Problem description: Below is a listing from which only part is wanted; return exactly the lines from the one with "Query: tree line" up to and including the one with "find grass field".

Supplied records:
:::

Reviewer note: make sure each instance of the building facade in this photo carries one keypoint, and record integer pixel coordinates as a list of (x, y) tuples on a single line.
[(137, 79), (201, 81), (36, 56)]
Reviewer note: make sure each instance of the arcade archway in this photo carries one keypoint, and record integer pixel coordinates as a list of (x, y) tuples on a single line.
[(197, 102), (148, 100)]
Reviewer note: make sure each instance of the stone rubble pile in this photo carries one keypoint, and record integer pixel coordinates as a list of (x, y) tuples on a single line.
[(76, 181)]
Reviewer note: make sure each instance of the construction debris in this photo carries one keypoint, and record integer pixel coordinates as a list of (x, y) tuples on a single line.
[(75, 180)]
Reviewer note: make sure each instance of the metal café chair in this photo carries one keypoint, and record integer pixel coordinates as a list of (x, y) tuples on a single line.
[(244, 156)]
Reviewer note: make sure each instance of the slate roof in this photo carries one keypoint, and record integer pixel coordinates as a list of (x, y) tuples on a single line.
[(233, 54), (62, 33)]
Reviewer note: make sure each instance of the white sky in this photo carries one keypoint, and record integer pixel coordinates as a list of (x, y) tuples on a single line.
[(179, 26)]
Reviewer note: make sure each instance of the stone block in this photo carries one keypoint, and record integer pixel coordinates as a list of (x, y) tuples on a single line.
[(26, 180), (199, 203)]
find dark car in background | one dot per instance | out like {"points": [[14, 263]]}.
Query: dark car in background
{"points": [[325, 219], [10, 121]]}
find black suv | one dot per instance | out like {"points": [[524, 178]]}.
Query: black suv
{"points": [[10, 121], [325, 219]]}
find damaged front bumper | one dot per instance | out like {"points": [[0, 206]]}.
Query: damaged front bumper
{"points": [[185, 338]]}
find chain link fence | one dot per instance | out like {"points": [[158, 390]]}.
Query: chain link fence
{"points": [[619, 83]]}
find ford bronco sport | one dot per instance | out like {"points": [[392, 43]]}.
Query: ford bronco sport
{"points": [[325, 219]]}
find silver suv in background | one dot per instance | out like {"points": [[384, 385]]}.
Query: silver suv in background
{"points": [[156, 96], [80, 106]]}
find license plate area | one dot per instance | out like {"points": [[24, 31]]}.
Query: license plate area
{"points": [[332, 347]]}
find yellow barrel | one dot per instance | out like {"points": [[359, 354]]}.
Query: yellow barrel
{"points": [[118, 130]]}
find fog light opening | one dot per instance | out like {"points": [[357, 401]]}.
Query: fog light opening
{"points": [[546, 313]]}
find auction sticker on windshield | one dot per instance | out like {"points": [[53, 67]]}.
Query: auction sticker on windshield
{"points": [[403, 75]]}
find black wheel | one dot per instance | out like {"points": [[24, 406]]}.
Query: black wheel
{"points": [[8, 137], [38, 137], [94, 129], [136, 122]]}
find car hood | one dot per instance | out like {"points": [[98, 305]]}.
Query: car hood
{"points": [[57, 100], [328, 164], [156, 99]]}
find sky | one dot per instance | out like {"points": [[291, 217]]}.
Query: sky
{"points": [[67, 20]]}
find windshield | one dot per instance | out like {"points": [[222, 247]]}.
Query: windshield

:::

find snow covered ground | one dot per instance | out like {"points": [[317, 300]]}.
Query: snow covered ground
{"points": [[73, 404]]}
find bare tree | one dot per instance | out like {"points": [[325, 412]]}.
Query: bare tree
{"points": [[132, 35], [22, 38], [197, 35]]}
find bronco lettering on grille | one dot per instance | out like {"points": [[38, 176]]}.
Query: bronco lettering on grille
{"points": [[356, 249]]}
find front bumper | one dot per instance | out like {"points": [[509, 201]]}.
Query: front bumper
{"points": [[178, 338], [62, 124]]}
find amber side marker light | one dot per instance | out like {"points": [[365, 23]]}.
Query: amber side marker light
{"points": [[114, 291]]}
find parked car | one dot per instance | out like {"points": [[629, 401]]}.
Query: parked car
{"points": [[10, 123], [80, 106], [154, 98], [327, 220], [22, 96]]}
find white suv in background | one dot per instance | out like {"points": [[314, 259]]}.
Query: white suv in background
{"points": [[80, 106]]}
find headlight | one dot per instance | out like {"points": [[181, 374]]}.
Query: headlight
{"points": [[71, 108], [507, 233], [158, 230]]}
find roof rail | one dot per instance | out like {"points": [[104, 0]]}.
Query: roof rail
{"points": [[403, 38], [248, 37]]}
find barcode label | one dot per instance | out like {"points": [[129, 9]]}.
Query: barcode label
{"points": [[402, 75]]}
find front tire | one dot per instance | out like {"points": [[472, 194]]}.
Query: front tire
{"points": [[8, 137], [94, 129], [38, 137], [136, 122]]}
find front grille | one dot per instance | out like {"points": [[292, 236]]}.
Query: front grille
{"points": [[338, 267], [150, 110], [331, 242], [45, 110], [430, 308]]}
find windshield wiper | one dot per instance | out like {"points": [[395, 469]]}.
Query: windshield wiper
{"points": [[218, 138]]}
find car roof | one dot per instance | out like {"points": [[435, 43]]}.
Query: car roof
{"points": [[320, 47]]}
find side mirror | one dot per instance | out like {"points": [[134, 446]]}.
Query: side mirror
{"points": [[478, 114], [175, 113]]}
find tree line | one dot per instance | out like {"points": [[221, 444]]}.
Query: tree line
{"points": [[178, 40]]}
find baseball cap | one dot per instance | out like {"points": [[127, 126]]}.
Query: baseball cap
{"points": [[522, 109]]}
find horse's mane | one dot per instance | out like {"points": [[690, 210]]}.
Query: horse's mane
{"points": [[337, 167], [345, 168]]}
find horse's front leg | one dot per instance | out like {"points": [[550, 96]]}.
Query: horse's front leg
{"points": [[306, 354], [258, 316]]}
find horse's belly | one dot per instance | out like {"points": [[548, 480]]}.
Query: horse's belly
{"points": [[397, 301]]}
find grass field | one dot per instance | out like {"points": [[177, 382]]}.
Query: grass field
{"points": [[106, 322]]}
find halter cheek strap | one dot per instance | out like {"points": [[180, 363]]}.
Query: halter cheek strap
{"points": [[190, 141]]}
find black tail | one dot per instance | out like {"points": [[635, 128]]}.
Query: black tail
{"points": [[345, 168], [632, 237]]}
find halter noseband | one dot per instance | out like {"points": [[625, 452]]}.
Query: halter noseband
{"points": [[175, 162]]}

:::

Task output:
Query: tree line
{"points": [[178, 40]]}
find baseball cap | one dot per instance | out like {"points": [[127, 126]]}.
Query: baseball cap
{"points": [[522, 109]]}
find horse's mane | one dot per instance | out like {"points": [[690, 210]]}.
Query: horse's mane
{"points": [[337, 167], [345, 168]]}
find horse's front leg | one dot per instance | out like {"points": [[550, 96]]}.
Query: horse's front leg
{"points": [[306, 354], [258, 316]]}
find horse's belly | one dot per instance | out like {"points": [[548, 480]]}.
Query: horse's belly
{"points": [[397, 301]]}
find grass field | one dot per instance | out like {"points": [[177, 382]]}.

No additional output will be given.